Оформите все записи как таблицу Markdown с колонками «№» и «Строка»: в каждой строке таблицы укажите порядковый номер и одну строку записей. Пустые строки пропустите.

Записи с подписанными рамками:
══════════

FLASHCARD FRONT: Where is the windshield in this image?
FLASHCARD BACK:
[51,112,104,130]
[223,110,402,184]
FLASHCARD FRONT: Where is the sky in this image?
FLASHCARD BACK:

══════════

Результат задания:
| № | Строка |
|---|---|
| 1 | FLASHCARD FRONT: Where is the windshield in this image? |
| 2 | FLASHCARD BACK: |
| 3 | [51,112,104,130] |
| 4 | [223,110,402,184] |
| 5 | FLASHCARD FRONT: Where is the sky in this image? |
| 6 | FLASHCARD BACK: |